▸ DATASET CONTENT
* * * * * * *

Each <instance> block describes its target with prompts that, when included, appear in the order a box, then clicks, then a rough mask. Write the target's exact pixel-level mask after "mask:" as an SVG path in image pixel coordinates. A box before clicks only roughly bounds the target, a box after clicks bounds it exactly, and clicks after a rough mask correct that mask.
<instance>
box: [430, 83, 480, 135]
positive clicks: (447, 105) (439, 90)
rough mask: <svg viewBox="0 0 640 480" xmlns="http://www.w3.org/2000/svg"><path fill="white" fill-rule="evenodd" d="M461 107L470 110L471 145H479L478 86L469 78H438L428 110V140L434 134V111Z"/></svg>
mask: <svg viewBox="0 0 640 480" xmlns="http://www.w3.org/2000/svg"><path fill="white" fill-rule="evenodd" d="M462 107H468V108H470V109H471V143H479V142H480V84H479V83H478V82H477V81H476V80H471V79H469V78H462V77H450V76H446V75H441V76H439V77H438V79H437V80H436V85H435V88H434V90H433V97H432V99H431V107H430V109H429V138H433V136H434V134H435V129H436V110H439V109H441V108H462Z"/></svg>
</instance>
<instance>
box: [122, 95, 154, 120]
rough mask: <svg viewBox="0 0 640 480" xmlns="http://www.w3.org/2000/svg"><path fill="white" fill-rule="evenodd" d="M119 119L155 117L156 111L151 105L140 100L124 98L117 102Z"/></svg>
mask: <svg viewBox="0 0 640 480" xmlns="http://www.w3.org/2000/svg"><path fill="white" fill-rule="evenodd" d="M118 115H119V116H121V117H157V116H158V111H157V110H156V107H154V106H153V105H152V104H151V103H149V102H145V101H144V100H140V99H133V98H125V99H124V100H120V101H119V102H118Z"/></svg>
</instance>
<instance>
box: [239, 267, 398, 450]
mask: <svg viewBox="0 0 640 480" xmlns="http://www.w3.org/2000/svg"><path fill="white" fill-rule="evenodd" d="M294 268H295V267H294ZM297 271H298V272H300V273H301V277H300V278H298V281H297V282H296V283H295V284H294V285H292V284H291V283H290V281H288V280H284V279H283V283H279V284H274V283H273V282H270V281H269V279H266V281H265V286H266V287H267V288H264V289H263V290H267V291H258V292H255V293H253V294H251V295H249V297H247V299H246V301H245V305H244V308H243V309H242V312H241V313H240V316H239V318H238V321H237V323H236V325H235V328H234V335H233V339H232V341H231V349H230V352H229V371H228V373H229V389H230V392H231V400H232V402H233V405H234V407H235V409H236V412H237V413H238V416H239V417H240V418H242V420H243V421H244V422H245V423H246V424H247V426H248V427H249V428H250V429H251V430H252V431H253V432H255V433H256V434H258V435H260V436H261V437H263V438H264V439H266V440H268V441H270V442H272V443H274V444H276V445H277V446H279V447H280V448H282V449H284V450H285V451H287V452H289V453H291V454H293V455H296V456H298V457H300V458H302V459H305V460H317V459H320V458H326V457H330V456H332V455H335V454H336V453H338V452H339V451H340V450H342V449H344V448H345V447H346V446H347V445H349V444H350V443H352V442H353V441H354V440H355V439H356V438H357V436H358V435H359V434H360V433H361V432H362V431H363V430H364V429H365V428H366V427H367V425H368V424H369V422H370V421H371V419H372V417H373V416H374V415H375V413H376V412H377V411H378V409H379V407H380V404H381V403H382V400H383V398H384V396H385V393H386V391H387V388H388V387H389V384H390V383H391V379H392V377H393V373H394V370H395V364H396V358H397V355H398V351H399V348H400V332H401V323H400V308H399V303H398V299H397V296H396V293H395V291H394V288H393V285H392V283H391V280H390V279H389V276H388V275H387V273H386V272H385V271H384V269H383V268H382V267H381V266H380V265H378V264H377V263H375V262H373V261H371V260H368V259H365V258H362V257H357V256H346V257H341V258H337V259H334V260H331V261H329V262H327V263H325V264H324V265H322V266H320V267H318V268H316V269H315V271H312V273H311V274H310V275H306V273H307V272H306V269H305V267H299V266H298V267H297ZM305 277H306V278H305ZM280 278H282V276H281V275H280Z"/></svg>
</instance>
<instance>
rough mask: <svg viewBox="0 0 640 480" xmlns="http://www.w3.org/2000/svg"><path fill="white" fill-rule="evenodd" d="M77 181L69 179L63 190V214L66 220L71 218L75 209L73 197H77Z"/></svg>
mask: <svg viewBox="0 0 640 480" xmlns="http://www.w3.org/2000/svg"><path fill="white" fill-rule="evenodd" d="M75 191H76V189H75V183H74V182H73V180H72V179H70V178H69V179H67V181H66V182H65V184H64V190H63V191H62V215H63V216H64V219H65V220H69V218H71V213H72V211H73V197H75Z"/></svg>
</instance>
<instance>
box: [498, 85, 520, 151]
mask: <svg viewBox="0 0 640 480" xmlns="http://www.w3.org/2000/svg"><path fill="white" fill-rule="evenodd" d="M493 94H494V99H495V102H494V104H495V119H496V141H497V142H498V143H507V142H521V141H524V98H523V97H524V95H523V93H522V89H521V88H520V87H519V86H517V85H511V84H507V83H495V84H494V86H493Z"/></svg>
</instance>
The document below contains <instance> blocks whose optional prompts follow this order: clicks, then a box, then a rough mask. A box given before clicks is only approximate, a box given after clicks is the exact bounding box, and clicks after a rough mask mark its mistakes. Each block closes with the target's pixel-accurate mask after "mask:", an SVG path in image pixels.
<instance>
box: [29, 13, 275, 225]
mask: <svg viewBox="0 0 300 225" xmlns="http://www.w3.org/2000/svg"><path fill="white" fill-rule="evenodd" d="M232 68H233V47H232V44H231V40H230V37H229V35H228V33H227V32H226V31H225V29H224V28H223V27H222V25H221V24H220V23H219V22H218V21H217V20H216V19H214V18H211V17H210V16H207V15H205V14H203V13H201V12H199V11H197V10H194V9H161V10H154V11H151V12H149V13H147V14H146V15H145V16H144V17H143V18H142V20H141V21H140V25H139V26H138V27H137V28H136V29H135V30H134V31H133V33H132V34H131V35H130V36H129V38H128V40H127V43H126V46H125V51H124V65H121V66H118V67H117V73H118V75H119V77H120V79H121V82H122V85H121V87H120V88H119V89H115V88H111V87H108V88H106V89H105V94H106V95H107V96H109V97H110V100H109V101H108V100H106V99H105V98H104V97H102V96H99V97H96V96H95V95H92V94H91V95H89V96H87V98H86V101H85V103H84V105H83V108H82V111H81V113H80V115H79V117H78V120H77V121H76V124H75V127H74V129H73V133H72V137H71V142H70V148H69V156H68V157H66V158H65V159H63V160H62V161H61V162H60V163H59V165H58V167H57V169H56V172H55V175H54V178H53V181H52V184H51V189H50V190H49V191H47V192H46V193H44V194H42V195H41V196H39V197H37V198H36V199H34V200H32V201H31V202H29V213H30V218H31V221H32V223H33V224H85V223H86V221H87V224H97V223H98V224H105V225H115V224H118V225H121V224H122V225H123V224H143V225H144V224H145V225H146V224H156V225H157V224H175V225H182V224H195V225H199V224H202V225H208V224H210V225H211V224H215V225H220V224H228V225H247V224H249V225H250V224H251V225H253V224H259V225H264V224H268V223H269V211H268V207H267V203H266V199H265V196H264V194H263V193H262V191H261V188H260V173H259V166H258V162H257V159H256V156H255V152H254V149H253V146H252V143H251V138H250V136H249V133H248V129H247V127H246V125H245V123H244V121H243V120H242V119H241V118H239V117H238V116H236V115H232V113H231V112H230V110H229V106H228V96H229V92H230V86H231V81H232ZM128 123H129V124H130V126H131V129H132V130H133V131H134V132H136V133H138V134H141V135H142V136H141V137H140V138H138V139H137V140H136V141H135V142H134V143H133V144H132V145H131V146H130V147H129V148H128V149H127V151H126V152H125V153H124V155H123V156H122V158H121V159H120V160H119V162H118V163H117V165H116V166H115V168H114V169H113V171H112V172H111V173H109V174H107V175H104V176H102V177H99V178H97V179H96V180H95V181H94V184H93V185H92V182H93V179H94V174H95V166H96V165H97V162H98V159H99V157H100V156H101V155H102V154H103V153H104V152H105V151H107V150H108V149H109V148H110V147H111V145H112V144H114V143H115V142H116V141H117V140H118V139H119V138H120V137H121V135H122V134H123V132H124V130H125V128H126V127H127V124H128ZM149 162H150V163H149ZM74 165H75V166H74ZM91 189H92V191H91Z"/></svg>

* * * * * * *

▸ TASK DESCRIPTION
Please retype the data above, from its first line up to and including the line that contains "107L470 110L471 145H479L478", changing no characters.

▸ ANSWER TO THIS EXERCISE
Each <instance> block describes its target with prompts that, when included, appear in the order a box, then clicks, then a rough mask. Write the target's exact pixel-level mask after "mask:" as an SVG path in image pixel coordinates. A box before clicks only roughly bounds the target, a box after clicks bounds it exactly, and clicks after a rough mask correct that mask.
<instance>
box: [430, 83, 480, 135]
positive clicks: (447, 105) (439, 90)
rough mask: <svg viewBox="0 0 640 480" xmlns="http://www.w3.org/2000/svg"><path fill="white" fill-rule="evenodd" d="M461 107L470 110L471 145H479L478 86L469 78H438L428 110V140L434 134V111Z"/></svg>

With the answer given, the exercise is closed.